--- begin EXTRACTED RECORDS ---
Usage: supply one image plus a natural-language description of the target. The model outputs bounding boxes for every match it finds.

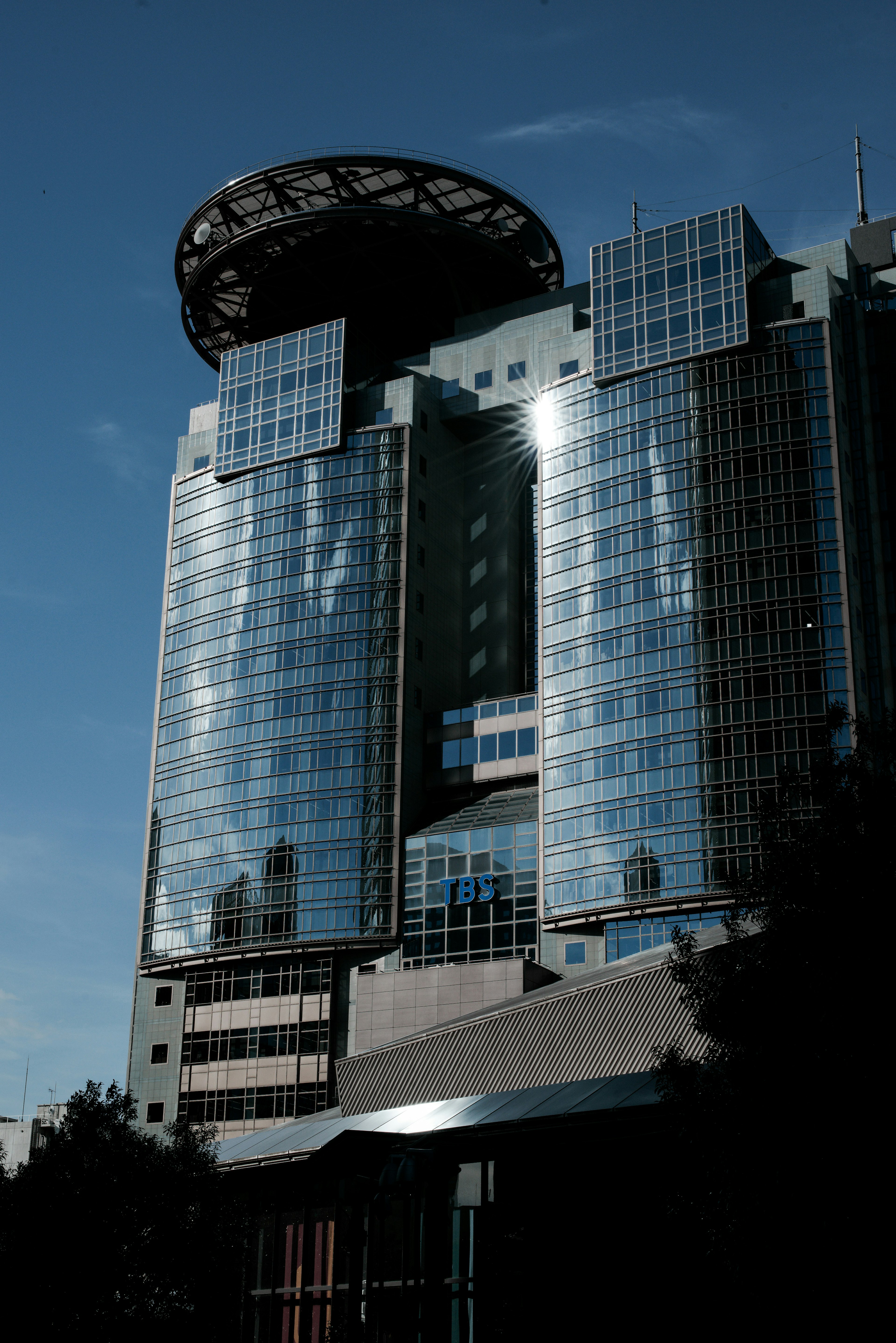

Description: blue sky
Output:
[0,0,896,1115]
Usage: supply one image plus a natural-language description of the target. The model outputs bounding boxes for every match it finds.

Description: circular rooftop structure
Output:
[175,146,563,369]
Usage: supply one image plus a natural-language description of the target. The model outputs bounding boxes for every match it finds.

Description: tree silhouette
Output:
[655,707,896,1299]
[3,1081,245,1343]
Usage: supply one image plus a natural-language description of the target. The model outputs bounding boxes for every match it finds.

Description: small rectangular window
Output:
[478,732,497,764]
[498,732,516,760]
[516,728,535,755]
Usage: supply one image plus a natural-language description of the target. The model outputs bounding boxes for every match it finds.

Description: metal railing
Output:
[184,145,553,236]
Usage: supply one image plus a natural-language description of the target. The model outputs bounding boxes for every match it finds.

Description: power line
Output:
[862,140,896,162]
[638,140,854,210]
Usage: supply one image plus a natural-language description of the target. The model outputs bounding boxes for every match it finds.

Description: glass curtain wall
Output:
[541,322,846,917]
[141,429,404,962]
[402,819,539,970]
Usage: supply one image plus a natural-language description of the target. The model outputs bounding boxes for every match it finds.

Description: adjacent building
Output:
[129,150,896,1136]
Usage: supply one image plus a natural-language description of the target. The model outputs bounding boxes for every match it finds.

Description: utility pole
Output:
[856,126,868,224]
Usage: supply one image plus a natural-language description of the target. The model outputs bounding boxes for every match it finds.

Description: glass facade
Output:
[402,790,539,970]
[602,911,721,964]
[215,320,343,475]
[141,424,406,962]
[541,322,846,917]
[591,205,772,379]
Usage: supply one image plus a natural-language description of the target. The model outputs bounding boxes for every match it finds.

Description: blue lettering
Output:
[480,872,494,900]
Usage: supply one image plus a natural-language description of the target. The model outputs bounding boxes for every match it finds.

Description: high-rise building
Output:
[129,150,896,1135]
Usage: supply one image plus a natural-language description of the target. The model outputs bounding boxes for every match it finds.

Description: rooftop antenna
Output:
[856,126,868,224]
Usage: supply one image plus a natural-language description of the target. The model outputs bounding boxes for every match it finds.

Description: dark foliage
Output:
[655,709,896,1300]
[3,1081,245,1343]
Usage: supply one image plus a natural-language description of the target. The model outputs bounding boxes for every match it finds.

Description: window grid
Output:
[591,205,772,379]
[541,324,846,913]
[215,318,346,475]
[402,821,539,970]
[141,430,403,960]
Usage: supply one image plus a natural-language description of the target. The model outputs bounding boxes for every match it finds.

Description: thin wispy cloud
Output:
[485,98,729,149]
[87,420,154,485]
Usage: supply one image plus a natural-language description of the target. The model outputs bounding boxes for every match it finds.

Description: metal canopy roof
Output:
[218,1072,660,1170]
[175,148,563,368]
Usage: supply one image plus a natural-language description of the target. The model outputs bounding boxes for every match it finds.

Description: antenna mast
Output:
[856,126,868,224]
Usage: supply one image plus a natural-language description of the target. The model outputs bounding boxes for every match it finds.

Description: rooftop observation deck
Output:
[175,145,563,369]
--- end EXTRACTED RECORDS ---
WHAT YOU ARE ASKED TO DO:
Restate the whole of the material word for word without the pictures.

THE COMPLETED TASK:
Usage: supply one image plus a natural-language description of the target. The model outputs bounding boxes for every match it finds.


Description: blue sky
Output:
[0,0,896,1115]
Usage: supply one image plus a natural-language description of the target. The model outputs bounding boxes for every match it finds.

Description: circular rooftop structure
Output:
[175,146,563,369]
Usage: supply one image plus a natural-language description of the target. The model outputs bounding boxes for every match it finds.

Description: tree silhouette
Output:
[655,707,896,1299]
[3,1081,245,1343]
Usage: supply one image plus a natural-language description of the target. The model outputs bounding boxes for every match it finds.

Description: small rectangular window
Output:
[478,732,497,764]
[498,732,516,760]
[516,728,535,755]
Usage: supply one image plus a natural-language description of the target. The model outputs bounding boxes for every match it finds.

Description: metal railing
Output:
[184,145,553,236]
Usage: supply one image plus a natural-language description of the target. The model outputs bounding boxes for every match it finds.

Description: power line
Output:
[862,140,896,162]
[638,140,854,210]
Usage: supply one image plus a natural-language description of the target. The model outputs bounding boxes for every match it finds.

Description: glass curtain wall
Output:
[541,322,846,917]
[141,429,404,962]
[402,819,539,970]
Usage: supply one image plus a natural-language description of the target. The model outputs bounding boxes for every match it finds.

Description: adjacent building
Output:
[129,150,896,1136]
Usage: supply one image plus a natural-language description of the target. The model outputs bounding boxes for every match it finds.

Description: utility pole
Output:
[856,126,868,224]
Usage: supply one image plus a natural-language description of the target. The model outputs bounding boxes for every match it finds.

Description: glass facade
Output:
[402,790,539,970]
[602,911,721,964]
[215,320,343,475]
[141,424,406,962]
[541,322,846,917]
[591,205,772,379]
Usage: supply one image plus a natural-language description of the target. The model outputs bounding boxes for every match it finds.

Description: blue lettering
Output:
[480,872,494,900]
Usage: supply one image plus a natural-language description of the target. The model outputs bounding boxes for every match it finds.

Description: high-rise building
Output:
[129,150,896,1135]
Usage: supply one image plus a natural-language description of the target. The model outputs bounding boxes for every match it finds.

Description: rooftop antenna
Output:
[856,126,868,224]
Usage: supply one image plus a natural-language description of the target. The model outputs bounding boxes for every match it finds.

Description: dark foliage
Output:
[655,709,896,1300]
[3,1081,245,1343]
Usage: supply one image plus a natural-language description of the target. The model outputs bounding boxes for every match it finds.

Description: window grid
Output:
[591,205,772,379]
[541,324,846,913]
[215,318,346,475]
[402,821,539,970]
[141,430,403,960]
Usage: supply one image plus a natural-language description of the target. The model outputs bounding boxes for every match it finds.

Description: thin wispy cloud
Output:
[485,98,729,149]
[87,420,154,485]
Usage: supply one image plus a natural-language description of the target. The model outputs bounding boxes for every match it finds.

Description: metal canopy roof
Output:
[218,1072,660,1170]
[175,148,563,368]
Usage: supply one image plus a natural-language description of the target. The model outputs bounding boxes for every match it finds.

Description: antenna mast
Output:
[856,126,868,224]
Usage: supply one image plus a natural-language description of the target. The model outputs bounding boxes for every match it finds.

Description: rooftop observation deck
Output:
[175,145,563,369]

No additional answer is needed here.